What needs to be done: Quote verbatim the lines in the entries below, starting with the line that contains "Could you please indicate the wooden plank" and continuing through the final line of the entries, both ends included.

Entries:

»»

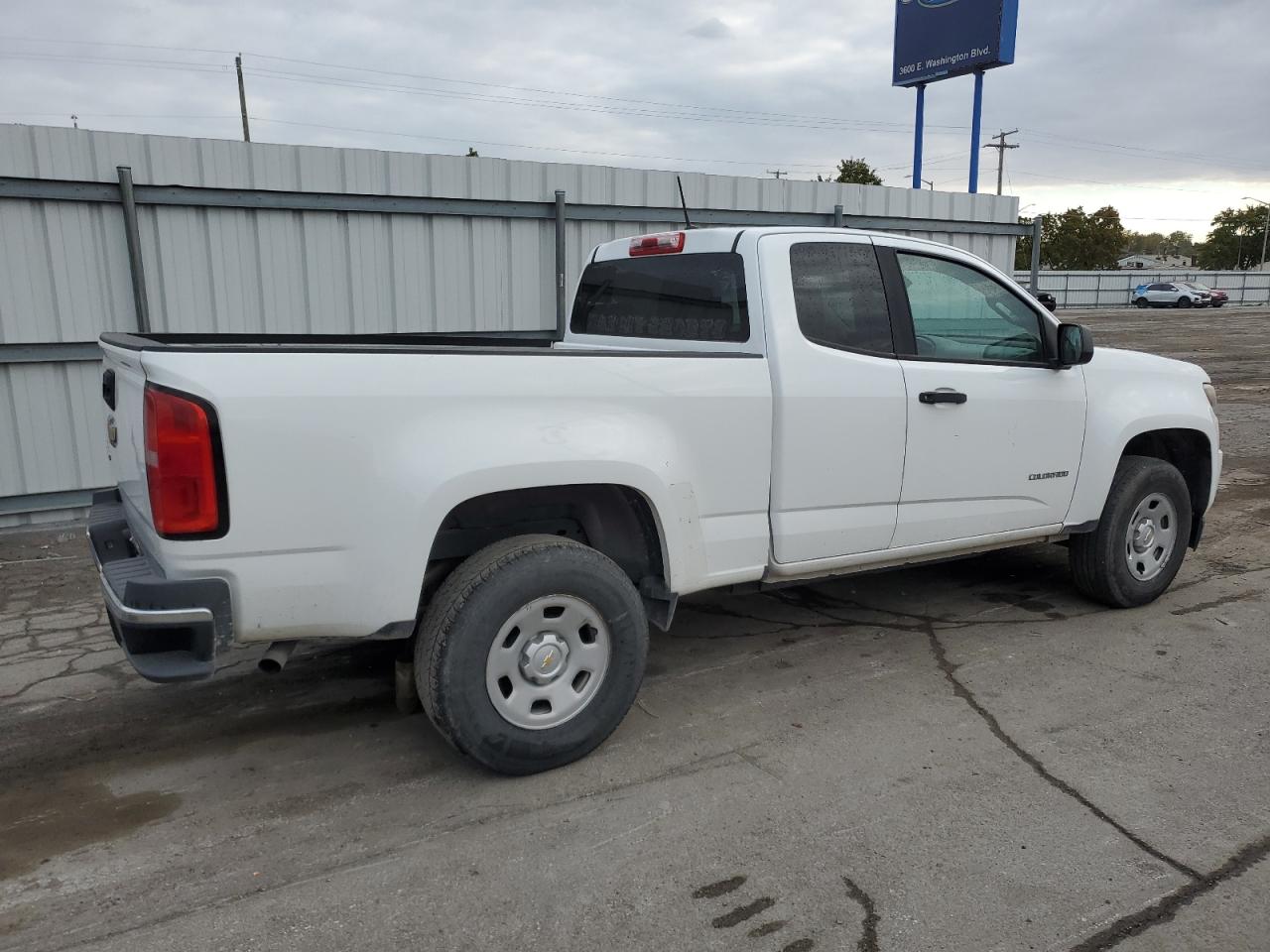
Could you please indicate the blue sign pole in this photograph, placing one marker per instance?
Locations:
(974, 132)
(917, 135)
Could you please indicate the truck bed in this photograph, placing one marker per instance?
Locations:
(422, 340)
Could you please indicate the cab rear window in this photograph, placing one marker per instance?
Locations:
(670, 298)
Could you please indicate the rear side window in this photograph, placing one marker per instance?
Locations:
(838, 296)
(672, 298)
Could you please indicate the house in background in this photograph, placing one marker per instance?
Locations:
(1155, 263)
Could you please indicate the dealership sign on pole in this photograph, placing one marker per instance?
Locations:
(938, 40)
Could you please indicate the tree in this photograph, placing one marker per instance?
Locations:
(1078, 240)
(1023, 249)
(856, 172)
(1234, 240)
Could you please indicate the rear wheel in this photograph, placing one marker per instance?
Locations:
(531, 653)
(1141, 539)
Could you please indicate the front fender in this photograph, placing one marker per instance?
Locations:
(1132, 394)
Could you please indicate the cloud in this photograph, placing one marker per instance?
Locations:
(1162, 108)
(714, 28)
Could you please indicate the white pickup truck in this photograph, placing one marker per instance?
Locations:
(729, 408)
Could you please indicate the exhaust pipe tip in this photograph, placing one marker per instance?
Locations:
(276, 656)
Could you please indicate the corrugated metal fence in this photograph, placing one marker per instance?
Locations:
(255, 238)
(1111, 289)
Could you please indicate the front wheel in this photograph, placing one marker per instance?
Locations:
(531, 653)
(1141, 539)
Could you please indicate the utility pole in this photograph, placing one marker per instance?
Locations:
(1265, 234)
(238, 64)
(1001, 146)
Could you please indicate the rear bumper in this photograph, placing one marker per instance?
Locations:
(169, 629)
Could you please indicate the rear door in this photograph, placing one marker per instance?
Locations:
(994, 434)
(839, 407)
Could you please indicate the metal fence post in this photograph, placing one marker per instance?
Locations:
(1035, 262)
(561, 266)
(135, 264)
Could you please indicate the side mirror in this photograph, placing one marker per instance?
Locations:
(1075, 344)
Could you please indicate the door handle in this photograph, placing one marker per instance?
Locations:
(942, 397)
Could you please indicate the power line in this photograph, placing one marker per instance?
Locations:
(1001, 146)
(550, 149)
(1116, 184)
(684, 109)
(748, 116)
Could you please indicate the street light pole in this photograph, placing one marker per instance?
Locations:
(1265, 232)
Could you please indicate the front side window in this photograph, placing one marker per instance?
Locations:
(838, 296)
(960, 313)
(671, 298)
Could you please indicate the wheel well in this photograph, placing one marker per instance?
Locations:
(1187, 449)
(613, 520)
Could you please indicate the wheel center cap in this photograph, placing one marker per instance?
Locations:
(544, 657)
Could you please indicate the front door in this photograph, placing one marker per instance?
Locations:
(839, 407)
(994, 433)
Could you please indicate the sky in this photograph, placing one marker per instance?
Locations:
(1157, 107)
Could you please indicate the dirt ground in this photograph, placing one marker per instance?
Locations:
(956, 757)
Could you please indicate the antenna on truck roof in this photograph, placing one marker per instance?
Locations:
(684, 204)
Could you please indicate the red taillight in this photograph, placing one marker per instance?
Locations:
(182, 465)
(668, 244)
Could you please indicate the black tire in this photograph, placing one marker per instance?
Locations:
(1098, 565)
(465, 616)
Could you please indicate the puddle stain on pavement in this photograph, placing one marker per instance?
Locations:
(41, 823)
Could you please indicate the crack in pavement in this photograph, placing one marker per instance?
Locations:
(1219, 602)
(869, 927)
(1165, 909)
(807, 598)
(962, 692)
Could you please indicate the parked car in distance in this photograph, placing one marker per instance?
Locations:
(1176, 294)
(1215, 298)
(726, 408)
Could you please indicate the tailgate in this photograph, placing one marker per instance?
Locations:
(123, 381)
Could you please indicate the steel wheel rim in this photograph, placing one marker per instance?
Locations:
(548, 661)
(1151, 536)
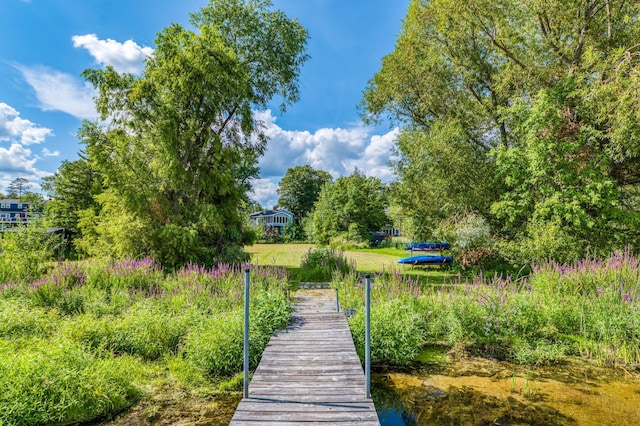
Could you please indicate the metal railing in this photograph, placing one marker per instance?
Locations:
(245, 391)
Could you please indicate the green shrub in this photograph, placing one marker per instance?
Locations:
(143, 331)
(396, 335)
(57, 382)
(17, 319)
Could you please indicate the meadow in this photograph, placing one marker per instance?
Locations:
(89, 339)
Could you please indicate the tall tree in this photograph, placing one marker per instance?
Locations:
(18, 187)
(72, 189)
(299, 189)
(182, 144)
(527, 85)
(353, 206)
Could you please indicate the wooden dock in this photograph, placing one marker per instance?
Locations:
(309, 373)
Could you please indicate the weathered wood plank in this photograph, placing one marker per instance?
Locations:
(309, 374)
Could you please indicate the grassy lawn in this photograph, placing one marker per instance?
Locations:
(367, 261)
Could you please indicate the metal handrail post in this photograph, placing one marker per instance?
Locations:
(245, 392)
(367, 337)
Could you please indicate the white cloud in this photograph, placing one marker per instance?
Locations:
(47, 153)
(58, 91)
(264, 191)
(12, 127)
(337, 151)
(17, 160)
(127, 57)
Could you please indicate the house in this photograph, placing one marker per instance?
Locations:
(275, 219)
(14, 212)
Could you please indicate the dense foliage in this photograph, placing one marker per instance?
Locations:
(352, 206)
(522, 112)
(299, 189)
(180, 146)
(87, 340)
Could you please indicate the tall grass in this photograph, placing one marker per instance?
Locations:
(589, 308)
(86, 339)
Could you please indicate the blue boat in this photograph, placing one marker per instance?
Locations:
(428, 246)
(426, 260)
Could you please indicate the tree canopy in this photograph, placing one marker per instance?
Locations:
(299, 189)
(181, 144)
(534, 102)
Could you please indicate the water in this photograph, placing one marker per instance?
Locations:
(477, 391)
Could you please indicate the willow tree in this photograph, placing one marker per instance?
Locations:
(181, 144)
(541, 97)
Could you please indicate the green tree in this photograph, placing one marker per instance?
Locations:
(182, 144)
(299, 189)
(72, 189)
(541, 97)
(353, 206)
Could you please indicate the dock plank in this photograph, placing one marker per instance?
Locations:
(309, 373)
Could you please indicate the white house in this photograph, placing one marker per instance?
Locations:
(276, 218)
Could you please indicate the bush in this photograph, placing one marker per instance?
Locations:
(396, 335)
(57, 382)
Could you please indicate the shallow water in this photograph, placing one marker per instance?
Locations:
(476, 391)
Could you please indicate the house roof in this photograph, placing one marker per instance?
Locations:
(272, 213)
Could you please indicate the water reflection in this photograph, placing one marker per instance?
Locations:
(484, 392)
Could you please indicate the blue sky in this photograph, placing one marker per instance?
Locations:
(46, 44)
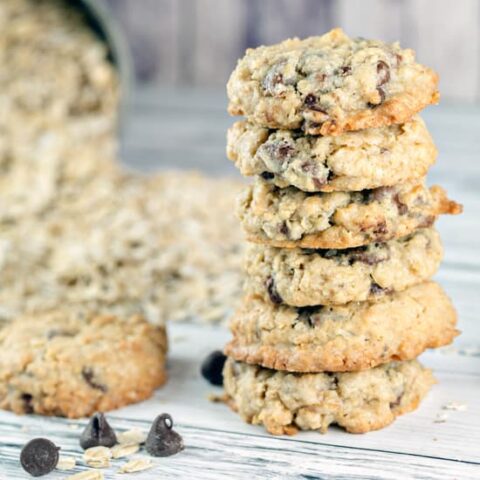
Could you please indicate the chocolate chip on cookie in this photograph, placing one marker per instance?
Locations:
(212, 367)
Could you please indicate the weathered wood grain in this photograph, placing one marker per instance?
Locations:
(197, 42)
(219, 444)
(186, 129)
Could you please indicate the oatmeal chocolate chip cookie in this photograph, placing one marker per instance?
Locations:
(57, 364)
(288, 217)
(355, 336)
(301, 277)
(360, 402)
(330, 84)
(352, 161)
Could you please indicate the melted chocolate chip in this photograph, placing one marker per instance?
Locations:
(97, 433)
(267, 175)
(162, 440)
(39, 457)
(272, 291)
(89, 376)
(212, 367)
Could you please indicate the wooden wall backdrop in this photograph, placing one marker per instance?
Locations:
(197, 42)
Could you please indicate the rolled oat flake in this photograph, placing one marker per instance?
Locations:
(162, 440)
(39, 457)
(98, 433)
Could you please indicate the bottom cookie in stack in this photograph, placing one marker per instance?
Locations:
(286, 402)
(60, 364)
(305, 368)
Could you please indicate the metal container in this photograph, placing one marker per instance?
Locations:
(106, 28)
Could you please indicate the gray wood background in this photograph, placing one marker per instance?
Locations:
(197, 42)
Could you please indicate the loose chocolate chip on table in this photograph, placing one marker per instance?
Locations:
(383, 73)
(39, 457)
(272, 291)
(212, 368)
(98, 433)
(162, 440)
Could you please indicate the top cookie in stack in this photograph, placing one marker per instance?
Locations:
(337, 285)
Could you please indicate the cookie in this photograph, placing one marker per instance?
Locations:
(360, 402)
(301, 277)
(330, 84)
(288, 217)
(352, 161)
(58, 364)
(355, 336)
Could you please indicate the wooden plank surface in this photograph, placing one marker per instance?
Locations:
(197, 42)
(186, 129)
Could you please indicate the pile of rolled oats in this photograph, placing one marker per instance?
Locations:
(74, 229)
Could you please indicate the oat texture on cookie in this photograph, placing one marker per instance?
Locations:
(91, 227)
(338, 301)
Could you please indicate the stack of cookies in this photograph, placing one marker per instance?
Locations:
(338, 301)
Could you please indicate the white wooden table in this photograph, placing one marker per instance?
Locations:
(187, 130)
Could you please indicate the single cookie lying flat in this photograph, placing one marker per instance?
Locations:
(352, 161)
(359, 402)
(330, 84)
(288, 217)
(355, 336)
(57, 364)
(301, 277)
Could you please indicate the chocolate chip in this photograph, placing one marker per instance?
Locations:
(89, 376)
(279, 151)
(381, 92)
(162, 440)
(397, 401)
(426, 222)
(27, 400)
(267, 175)
(39, 457)
(272, 291)
(212, 367)
(381, 228)
(98, 433)
(307, 315)
(284, 230)
(369, 258)
(345, 70)
(401, 207)
(310, 102)
(383, 73)
(376, 289)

««

Output of the exercise:
Could you please indicate the wooden plank surface in this photograph, placing one marker per instance?
Locations:
(197, 42)
(186, 129)
Could you please indicate the pile of rolled oats in this photograph, placing one marker per instance?
Locations:
(74, 229)
Could you please indicate the oat texture on cookie in this photograph, placing one marker per instance?
Locations:
(91, 227)
(338, 301)
Could you please indicate the stack of cookies in this photograph, placing one marker per instance?
Locations:
(338, 301)
Could you please indicate the white wooden table in this photograph, placing one marker per instance?
Locations:
(187, 130)
Could you please indicate the single cookie lying flat in this photograph, placing one marker per instance?
Locations:
(352, 161)
(359, 402)
(330, 84)
(288, 217)
(355, 336)
(57, 364)
(301, 277)
Could you please indicate the chocolate chip in this photograph, placing one marker per instance?
Locations:
(89, 376)
(279, 151)
(381, 92)
(162, 440)
(397, 401)
(426, 222)
(27, 400)
(267, 175)
(39, 457)
(272, 291)
(212, 367)
(381, 228)
(98, 433)
(307, 315)
(284, 230)
(369, 258)
(345, 70)
(401, 207)
(310, 102)
(383, 73)
(376, 289)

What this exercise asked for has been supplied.